**Written task**
Format as a numbered list everything from the line containing "it: point(789, 391)." down to the line containing "point(153, 373)", both included, and leave out any blank lines.

··· Material to process ···

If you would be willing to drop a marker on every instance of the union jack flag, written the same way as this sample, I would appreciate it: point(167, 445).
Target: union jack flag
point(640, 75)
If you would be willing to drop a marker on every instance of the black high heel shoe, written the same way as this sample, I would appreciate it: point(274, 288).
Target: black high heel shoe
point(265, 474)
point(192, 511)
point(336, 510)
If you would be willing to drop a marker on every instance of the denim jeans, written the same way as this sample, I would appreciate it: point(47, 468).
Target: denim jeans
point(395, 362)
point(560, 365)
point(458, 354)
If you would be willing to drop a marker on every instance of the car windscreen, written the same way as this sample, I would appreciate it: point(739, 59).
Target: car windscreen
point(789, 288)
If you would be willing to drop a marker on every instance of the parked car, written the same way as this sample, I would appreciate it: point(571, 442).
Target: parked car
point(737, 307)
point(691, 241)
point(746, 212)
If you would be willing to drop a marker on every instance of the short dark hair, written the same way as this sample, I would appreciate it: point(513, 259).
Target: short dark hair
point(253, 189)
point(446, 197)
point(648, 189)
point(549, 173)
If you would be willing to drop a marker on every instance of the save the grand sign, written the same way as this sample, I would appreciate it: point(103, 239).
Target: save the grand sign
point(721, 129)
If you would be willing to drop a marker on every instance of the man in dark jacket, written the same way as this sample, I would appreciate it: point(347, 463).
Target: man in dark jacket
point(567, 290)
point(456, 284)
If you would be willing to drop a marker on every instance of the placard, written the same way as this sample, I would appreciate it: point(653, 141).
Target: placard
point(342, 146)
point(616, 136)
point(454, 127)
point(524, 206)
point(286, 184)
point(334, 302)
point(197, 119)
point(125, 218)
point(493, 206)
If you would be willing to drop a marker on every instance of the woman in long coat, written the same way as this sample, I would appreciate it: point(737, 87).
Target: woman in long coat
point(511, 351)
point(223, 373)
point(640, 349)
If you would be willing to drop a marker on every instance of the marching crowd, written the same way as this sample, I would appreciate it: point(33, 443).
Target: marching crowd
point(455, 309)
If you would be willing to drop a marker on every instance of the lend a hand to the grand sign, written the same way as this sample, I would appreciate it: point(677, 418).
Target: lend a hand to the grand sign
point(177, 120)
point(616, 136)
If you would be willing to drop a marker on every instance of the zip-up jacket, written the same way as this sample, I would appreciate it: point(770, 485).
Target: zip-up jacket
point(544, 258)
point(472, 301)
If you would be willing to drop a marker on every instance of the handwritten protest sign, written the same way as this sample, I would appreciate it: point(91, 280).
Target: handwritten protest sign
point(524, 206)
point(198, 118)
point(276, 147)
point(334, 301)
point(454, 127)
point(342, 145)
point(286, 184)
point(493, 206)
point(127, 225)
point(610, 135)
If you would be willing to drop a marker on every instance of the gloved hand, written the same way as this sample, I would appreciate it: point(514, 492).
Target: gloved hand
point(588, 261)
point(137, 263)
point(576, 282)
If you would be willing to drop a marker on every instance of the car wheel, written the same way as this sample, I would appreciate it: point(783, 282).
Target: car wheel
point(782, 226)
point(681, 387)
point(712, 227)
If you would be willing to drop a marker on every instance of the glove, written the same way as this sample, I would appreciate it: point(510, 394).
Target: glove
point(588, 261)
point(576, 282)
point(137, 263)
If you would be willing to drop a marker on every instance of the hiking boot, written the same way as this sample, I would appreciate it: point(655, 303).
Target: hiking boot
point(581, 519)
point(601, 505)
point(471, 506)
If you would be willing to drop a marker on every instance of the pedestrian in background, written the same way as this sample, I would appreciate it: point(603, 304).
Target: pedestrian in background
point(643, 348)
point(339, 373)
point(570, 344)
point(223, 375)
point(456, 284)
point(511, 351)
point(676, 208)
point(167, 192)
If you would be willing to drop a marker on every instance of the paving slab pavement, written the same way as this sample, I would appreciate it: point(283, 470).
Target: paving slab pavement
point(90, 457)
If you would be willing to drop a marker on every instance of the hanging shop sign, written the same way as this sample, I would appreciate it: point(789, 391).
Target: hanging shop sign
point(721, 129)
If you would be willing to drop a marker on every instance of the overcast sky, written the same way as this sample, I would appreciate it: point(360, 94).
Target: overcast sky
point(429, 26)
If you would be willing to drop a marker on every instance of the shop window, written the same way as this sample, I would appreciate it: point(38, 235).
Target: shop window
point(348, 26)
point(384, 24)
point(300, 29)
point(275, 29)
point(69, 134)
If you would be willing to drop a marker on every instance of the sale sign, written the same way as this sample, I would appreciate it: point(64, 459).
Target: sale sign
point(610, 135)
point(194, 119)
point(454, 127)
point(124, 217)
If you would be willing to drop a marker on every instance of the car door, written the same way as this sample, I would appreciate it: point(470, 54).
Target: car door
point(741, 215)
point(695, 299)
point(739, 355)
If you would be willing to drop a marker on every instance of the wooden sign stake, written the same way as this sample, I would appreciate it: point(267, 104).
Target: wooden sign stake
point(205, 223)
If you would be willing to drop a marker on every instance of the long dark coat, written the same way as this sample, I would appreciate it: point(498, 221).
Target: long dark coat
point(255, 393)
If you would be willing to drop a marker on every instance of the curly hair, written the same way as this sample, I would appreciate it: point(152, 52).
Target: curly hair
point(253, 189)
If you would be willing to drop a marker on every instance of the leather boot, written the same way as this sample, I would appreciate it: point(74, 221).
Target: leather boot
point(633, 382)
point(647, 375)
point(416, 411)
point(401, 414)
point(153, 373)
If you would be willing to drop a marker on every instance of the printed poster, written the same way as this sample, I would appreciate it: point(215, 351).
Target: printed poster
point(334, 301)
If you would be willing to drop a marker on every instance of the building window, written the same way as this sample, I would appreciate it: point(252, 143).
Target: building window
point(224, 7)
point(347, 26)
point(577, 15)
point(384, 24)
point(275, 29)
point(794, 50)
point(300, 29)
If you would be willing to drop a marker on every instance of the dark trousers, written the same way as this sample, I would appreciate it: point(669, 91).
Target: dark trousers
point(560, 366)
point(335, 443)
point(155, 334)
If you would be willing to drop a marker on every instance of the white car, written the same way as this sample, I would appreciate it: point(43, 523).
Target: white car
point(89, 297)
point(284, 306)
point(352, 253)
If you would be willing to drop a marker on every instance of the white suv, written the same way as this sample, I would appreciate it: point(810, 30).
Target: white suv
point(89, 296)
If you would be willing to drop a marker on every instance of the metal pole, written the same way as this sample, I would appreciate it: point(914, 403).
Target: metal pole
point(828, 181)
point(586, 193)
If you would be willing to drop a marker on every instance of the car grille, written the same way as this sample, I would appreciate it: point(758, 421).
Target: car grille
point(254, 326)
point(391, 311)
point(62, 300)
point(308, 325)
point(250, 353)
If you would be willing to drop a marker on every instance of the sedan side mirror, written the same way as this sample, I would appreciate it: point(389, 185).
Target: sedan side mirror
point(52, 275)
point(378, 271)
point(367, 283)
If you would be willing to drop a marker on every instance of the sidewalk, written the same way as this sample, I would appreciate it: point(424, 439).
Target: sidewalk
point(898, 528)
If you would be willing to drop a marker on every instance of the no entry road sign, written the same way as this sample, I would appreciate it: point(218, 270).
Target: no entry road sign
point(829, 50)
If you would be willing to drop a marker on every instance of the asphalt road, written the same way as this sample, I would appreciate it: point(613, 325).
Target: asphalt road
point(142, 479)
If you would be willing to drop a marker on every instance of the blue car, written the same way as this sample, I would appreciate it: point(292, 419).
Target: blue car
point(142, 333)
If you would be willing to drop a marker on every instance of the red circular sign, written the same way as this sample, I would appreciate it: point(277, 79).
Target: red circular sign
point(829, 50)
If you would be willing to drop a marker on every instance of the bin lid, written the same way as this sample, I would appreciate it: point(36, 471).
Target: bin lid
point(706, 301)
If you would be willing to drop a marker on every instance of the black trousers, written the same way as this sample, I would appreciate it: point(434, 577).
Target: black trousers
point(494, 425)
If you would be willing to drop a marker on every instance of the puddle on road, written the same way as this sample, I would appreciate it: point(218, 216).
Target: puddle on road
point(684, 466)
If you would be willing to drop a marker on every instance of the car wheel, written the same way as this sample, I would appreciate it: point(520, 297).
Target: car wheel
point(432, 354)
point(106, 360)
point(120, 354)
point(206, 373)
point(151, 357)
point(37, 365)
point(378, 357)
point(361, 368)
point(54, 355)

···

**The output**
1. If you would be willing to drop a marker on every instance of the hanging shop sign, written the same way as this sample, I would appreciate it: point(789, 391).
2. Target: hanging shop sign
3. point(721, 129)
4. If you would be willing to drop a marker on every instance of the overcast sky, written the same way as this sample, I would appreciate it: point(360, 94).
5. Target: overcast sky
6. point(429, 26)
7. If you would be willing to drop a marker on every instance of the shop window, written the same way as this sample, I would appreciate it: point(38, 235).
8. Target: shop window
9. point(348, 26)
10. point(384, 24)
11. point(300, 29)
12. point(275, 29)
13. point(69, 134)
14. If you would be willing to drop a marker on every instance of the sale sign, written the same way as this sample, I would appreciate it: point(64, 459).
15. Target: sale sign
16. point(610, 135)
17. point(194, 119)
18. point(454, 127)
19. point(124, 217)
20. If you would be willing to drop a marker on every instance of the car door, written the same way as this sample, I would appreciate it: point(470, 54).
21. Target: car door
22. point(741, 215)
23. point(695, 299)
24. point(739, 355)
25. If you would be willing to drop a marker on every instance of the wooden sign stake, written the same way as this sample, I would appreciate it: point(267, 104).
26. Target: wooden sign stake
27. point(205, 223)
28. If you would be willing to drop a marker on every instance of the long dark coat, written the same way as this sample, I would appreciate it: point(498, 221).
29. Target: long dark coat
30. point(255, 393)
31. If you would be willing to drop a marker on every instance of the curly hair, written the same way as this sample, I would appreciate it: point(152, 52).
32. Target: curly hair
33. point(253, 189)
34. If you would be willing to drop a marker on every instance of the leather boot, written the same way as this sample, I would appreciate it: point(74, 221).
35. Target: leather boot
36. point(633, 382)
37. point(647, 375)
38. point(416, 411)
39. point(401, 414)
40. point(153, 373)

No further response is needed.